(Items from a dataset)
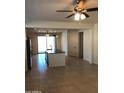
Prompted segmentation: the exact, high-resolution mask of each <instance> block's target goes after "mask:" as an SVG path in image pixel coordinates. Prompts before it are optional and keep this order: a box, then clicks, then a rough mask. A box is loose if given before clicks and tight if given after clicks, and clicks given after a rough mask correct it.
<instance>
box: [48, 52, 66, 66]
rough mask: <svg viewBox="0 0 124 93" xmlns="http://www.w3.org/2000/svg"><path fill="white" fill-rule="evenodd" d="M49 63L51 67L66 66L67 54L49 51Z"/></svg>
mask: <svg viewBox="0 0 124 93" xmlns="http://www.w3.org/2000/svg"><path fill="white" fill-rule="evenodd" d="M46 53H47V62H48V66H49V67H57V66H65V52H64V51H61V50H57V51H47V52H46Z"/></svg>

> _Task to carry out_
The data must be printed exactly, image-free.

> _Your solution_
Prompted segmentation: the exact, high-resolution mask of each <instance> block's target goes after "mask:" as an SVG path in image pixel coordinates. Prompts before it are optional and keep this order: a box, then clicks, then a rough mask. A box is loose if given before clicks and tight if given after clicks, and clicks given after a rough mask correct it.
<instance>
box: [48, 52, 66, 66]
rough mask: <svg viewBox="0 0 124 93" xmlns="http://www.w3.org/2000/svg"><path fill="white" fill-rule="evenodd" d="M49 63L51 67L66 66L67 54L49 51Z"/></svg>
mask: <svg viewBox="0 0 124 93" xmlns="http://www.w3.org/2000/svg"><path fill="white" fill-rule="evenodd" d="M46 53H47V62H48V66H49V67H57V66H65V52H64V51H61V50H57V51H47V52H46Z"/></svg>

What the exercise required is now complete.